(Document text):
# # # # # # #
0498We have come to understand how we process food: some find they have intolerances to gluten, or peanuts, or dairy. If we indulge in what we are intolerant to, we won’t feel well. It is the same with higher energies in spiritual development. At first, we aren’t used to them, and we can’t be with them for long. Over time, and repetition, we develop an ability to handle more and more higher energies, and, in the doing, learn how to translate their intelligences. Once we are more developed, it is the lower energies that we will find ourselves intolerant to: such as judgment, criticism, and other types of coarseness that we no longer want to be around. (At the end of this post there are instructions and a link to download this recording to your computer.)

Jeane: So it felt like I had a dream, and then it felt like there was a shift where I was trying to be a little more in the body. And then I would lose the dream because I was trying to figure out something that worked both for being in the body, and for being wherever I was on the other side.

And then I would have this struggle. I’d have to throw away some things I was doing here, or else what I was doing there, because it didn’t work once you were more in the body. And I was trying to figure out what actually did work, for when you were in the body, and to pull things from there, you know, and so it was kind of a struggle because then I would forget the dream because what was involved with this struggle was trying to get something to work both places.

John: Yeah, that was the theme of the dreaming, last night, was how it’s possible to take and be in a place which is in both places simultaneously, in other words, on an unrestricted, unlimited, all-encompassing, omniscient everywhere. And yet, at the same time, how does that work in relationship to when you’re in the body, in your five senses, working on a plane of sound; condensed energy that comes across as a form of sound?

How does that work in relationship to something that’s on a plane of light? And then how does all of that work in relationship to something that goes both beyond the light, and beyond any condensed qualities of sound, that is just a stillness that is all-pervasive? How can you have action and inaction simultaneously?
# # # # # # #
(Records shown):

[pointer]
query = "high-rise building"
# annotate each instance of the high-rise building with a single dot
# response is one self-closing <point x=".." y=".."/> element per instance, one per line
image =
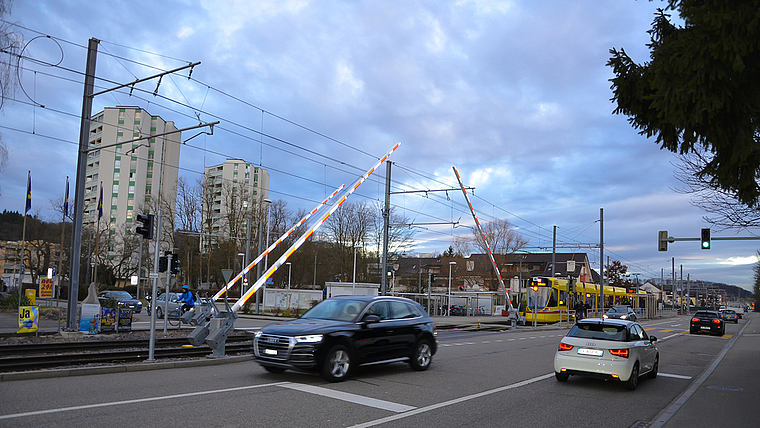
<point x="135" y="171"/>
<point x="234" y="190"/>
# # # # # # #
(Actions to take):
1. From the passage about dreaming and higher energies, copy the part that opens with the words containing "John: Yeah, that" and closes with "and inaction simultaneously?".
2. In the passage about dreaming and higher energies, what lower energies does a more developed person find they are intolerant to?
3. Continue the passage about dreaming and higher energies, starting after its final question.

(Answers for this exercise):
1.
John: Yeah, that was the theme of the dreaming, last night, was how it’s possible to take and be in a place which is in both places simultaneously, in other words, on an unrestricted, unlimited, all-encompassing, omniscient everywhere. And yet, at the same time, how does that work in relationship to when you’re in the body, in your five senses, working on a plane of sound; condensed energy that comes across as a form of sound?

How does that work in relationship to something that’s on a plane of light? And then how does all of that work in relationship to something that goes both beyond the light, and beyond any condensed qualities of sound, that is just a stillness that is all-pervasive? How can you have action and inaction simultaneously?

2. Judgment, criticism, and other types of coarseness.

3.
That was pretty much the theme of the dreaming last night, and that’s what you were playing with, in the sense that you could, in your sleep, you could see something that was like this, which was quite soothing and quite naturally intertwined, and yet you can’t bring it back in terms of waking up to this in a physical manifestation orientation.

And so you’re left with a bit of a puzzle. How is it that you comport what you can catch up with, in a deep, deep sleep, that makes no sense in terms of the way things are in a denser physical state of sound? How is that to work? Right?

Jeane: And it felt like whatever was working on the other side, if I tried to do that here, it lacked integrity for the body. In other words, you have to have a certain integrity with the body for it to work in both places.

John: That’s correct, because you can’t travel light-upon-light in manifestation like you can on the other side. And so, on this side, you are caught in a loci in which things work with sound, and your body is designed to work with sound. In other words, you have condensed molecular tissue, and synapses and everything, that have absorbed a sound-oriented loci.

And it takes a lot more to access and open up the embedded light behind all of that. As a consequence, when you’re in a loci, which is one of sound, and you have adopted a way of bicycling around in dealing with that in a sound-oriented way, and you have impressed those conditionings upon your psyche, upon your molecular structure, it’s unhealthy for you to try to get too conscious, to try to access light in too direct a way, because your condensed, molecular, cellular manifestation of sound nature is impacted – and you are not a light-upon-light schematic of being.

You’re lower-self here, you’re not the higher self. And so, as you attempt to bring through what you can see on the other side, which might be the light-upon-light, you’re going to have these limitations.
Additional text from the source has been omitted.